■ Source passage
▬▬▬▬▬▬

FFT windowing and frequency response resolution

CharlieLaub · 2013-09-22 6:33 am

Due to some inadvertent thread hijacking of another thread, I thought I would move the topic here into its own thread. To recap, start reading at this link to the "other" thread and continue for pages and pages.

We've been discussing the process of windowing an impulse response taken on a loudspeaker in a room, where echos or reflections of the direct sound are observed some time (e.g. 5 ms) after the arrival of the initial impulse. These contaminate the results. In order to create a "quasi anechoic" frequency response from the impulse, it is first "windowed" using a start and end gate. Only the signal between the two gates is used to generate the frequency response.

Because of the properties of the inverse FFT used to go from the time (impulse response) to the frequency (frequency response) domain, the finite window of data used (e.g. 5ms) creates a "lower limit" below which no frequency information is contained in the signal, and even if your signal processing program (e.g. ARTA, HOLM, etc) spit out some number for the frequency response below the minimum frequency determined by the window, it is nonsense.

The debate is whether or not padding the end of the windowed data with zeros can increase the effective window length, giving you "more" resolution in the frequency domain, at least above the minimum frequency determined by the original window length.

Game on!

CharlieLaub · 2013-09-22 7:23 am

I thought I would post the results of an interesting experiment that I did to look into the windowing effect a little more deeply.

The set up is an outboard A/D-D/A converter and a MiniDSP 2x4. I connected an output channel of the converter to the input of the MiniDSP and then routed the MiniDSP output back to the input of the converter to loop through the MiniDSP. Then I used my Active Crossover Designer tools to create a set of filters that would represent a woofer, including HF rolloff at 5kHz, a breakup peak at 4kHz, 6dB of baffle step, and the ultimate LF rolloff at 50Hz. In this way I can model a driver's frequency response, and generate an impulse from a known response without the presence of reflections or echos.

▬▬▬▬▬▬

■ Supplied material
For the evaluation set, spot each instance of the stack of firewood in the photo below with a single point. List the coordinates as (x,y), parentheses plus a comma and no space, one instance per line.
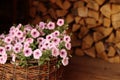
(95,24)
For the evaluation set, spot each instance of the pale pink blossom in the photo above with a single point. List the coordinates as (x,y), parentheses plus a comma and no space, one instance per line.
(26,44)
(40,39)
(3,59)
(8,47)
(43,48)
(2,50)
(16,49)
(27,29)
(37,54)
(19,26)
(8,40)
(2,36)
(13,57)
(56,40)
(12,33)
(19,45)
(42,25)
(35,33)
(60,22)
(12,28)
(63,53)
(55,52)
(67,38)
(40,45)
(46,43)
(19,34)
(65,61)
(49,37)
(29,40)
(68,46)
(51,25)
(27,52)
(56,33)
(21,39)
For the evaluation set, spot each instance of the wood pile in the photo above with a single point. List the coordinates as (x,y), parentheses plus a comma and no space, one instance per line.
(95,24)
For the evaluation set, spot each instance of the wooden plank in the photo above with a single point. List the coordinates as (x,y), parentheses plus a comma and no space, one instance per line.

▬▬▬▬▬▬

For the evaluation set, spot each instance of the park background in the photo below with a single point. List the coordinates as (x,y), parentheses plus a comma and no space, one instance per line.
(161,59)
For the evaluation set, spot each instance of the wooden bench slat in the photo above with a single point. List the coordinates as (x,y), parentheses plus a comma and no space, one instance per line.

▬▬▬▬▬▬

■ Task list
a - In the FFT windowing thread, why is a loudspeaker's impulse response measured in a room windowed with a start and end gate before its frequency response is computed? Answer in one to three sentences.
b - Reproduce the part of the FFT windowing thread between "CharlieLaub · 2013-09-22 7:23" and "reflections or echos.", inclusive.

■ Answers given
a - Echoes or reflections of the direct sound arrive some time after the initial impulse, for example 5 ms later, and they contaminate the results. Windowing uses only the signal between the two gates to generate the frequency response. The result is a "quasi anechoic" frequency response.

b -
CharlieLaub · 2013-09-22 7:23 am

I thought I would post the results of an interesting experiment that I did to look into the windowing effect a little more deeply.

The set up is an outboard A/D-D/A converter and a MiniDSP 2x4. I connected an output channel of the converter to the input of the MiniDSP and then routed the MiniDSP output back to the input of the converter to loop through the MiniDSP. Then I used my Active Crossover Designer tools to create a set of filters that would represent a woofer, including HF rolloff at 5kHz, a breakup peak at 4kHz, 6dB of baffle step, and the ultimate LF rolloff at 50Hz. In this way I can model a driver's frequency response, and generate an impulse from a known response without the presence of reflections or echos.